Key Findings: Quantifying the Impact of Delay

Of the 173,168 consecutive patient encounters analyzed, 6,299 (3.6%) experienced early clinical deterioration. Notably, nearly half of these deteriorations (45%) occurred while the patient was still physically located in the ED, waiting for an inpatient bed.

The Cumulative Risk of Boarding Time

The median boarding time for patients who deteriorated was 12.5 hours, compared to 10.2 hours for those who did not. The study found a clear, time-dependent relationship between boarding duration and deterioration. Each additional hour spent boarding was associated with a 17% increase in the adjusted odds of deterioration (aOR 1.17; 95% CI 1.10 to 1.24). When focusing specifically on deterioration that occurred while the patient was still in the ED, the risk was even more pronounced (aOR 1.58; 95% CI 1.46 to 1.71).

Predictors of Deterioration

Several independent factors were strongly associated with a higher risk of clinical decline:

  • Academic Safety-Net Status: Patients treated at safety-net facilities faced more than double the odds of deterioration (aOR 2.41), likely reflecting higher patient acuity and tighter resource margins.
  • Biomarkers: An elevated initial lactate level—a marker of tissue hypoxia and occult shock—was a potent predictor (aOR 1.93).
  • Temporal Factors: Overnight admissions were associated with a 29% higher risk (aOR 1.29), potentially due to reduced staffing levels or delayed diagnostic throughput during nocturnal hours.

Mortality and Morbidity

The clinical consequences of deterioration were severe. The 28-day mortality rate for patients who deteriorated was 13.0%, contrasted with 3.9% for the non-deterioration group (OR 3.66). This underscores that deterioration is not merely a change in bed status but a sentinel event for significantly worsened survival outcomes.
+--
* _How to complete this task_
Return the full text on emergency department boarding and clinical deterioration word for word.

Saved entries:
+--
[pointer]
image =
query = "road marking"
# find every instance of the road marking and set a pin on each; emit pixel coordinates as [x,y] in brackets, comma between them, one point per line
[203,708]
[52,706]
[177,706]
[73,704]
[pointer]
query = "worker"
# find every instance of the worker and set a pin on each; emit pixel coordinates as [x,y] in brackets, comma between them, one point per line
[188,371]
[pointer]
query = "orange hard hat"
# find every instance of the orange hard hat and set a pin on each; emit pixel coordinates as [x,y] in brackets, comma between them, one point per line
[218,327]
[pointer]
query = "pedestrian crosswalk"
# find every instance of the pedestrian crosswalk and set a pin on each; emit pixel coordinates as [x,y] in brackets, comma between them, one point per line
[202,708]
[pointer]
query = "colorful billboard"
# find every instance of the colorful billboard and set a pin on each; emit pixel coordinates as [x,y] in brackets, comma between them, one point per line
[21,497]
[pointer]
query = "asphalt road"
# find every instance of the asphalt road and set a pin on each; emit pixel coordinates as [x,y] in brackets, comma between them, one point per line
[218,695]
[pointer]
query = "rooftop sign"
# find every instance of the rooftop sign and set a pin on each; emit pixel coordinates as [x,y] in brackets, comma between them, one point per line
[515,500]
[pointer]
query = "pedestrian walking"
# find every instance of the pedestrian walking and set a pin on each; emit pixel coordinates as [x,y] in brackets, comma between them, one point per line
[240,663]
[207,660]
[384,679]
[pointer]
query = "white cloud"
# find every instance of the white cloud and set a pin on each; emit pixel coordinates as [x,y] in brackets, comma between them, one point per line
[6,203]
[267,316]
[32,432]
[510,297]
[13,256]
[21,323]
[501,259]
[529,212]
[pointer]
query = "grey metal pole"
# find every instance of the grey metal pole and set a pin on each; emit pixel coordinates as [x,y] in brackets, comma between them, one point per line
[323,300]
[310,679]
+--
* _Output of the task_
Key Findings: Quantifying the Impact of Delay

Of the 173,168 consecutive patient encounters analyzed, 6,299 (3.6%) experienced early clinical deterioration. Notably, nearly half of these deteriorations (45%) occurred while the patient was still physically located in the ED, waiting for an inpatient bed.

The Cumulative Risk of Boarding Time

The median boarding time for patients who deteriorated was 12.5 hours, compared to 10.2 hours for those who did not. The study found a clear, time-dependent relationship between boarding duration and deterioration. Each additional hour spent boarding was associated with a 17% increase in the adjusted odds of deterioration (aOR 1.17; 95% CI 1.10 to 1.24). When focusing specifically on deterioration that occurred while the patient was still in the ED, the risk was even more pronounced (aOR 1.58; 95% CI 1.46 to 1.71).

Predictors of Deterioration

Several independent factors were strongly associated with a higher risk of clinical decline:

  • Academic Safety-Net Status: Patients treated at safety-net facilities faced more than double the odds of deterioration (aOR 2.41), likely reflecting higher patient acuity and tighter resource margins.
  • Biomarkers: An elevated initial lactate level—a marker of tissue hypoxia and occult shock—was a potent predictor (aOR 1.93).
  • Temporal Factors: Overnight admissions were associated with a 29% higher risk (aOR 1.29), potentially due to reduced staffing levels or delayed diagnostic throughput during nocturnal hours.

Mortality and Morbidity

The clinical consequences of deterioration were severe. The 28-day mortality rate for patients who deteriorated was 13.0%, contrasted with 3.9% for the non-deterioration group (OR 3.66). This underscores that deterioration is not merely a change in bed status but a sentinel event for significantly worsened survival outcomes.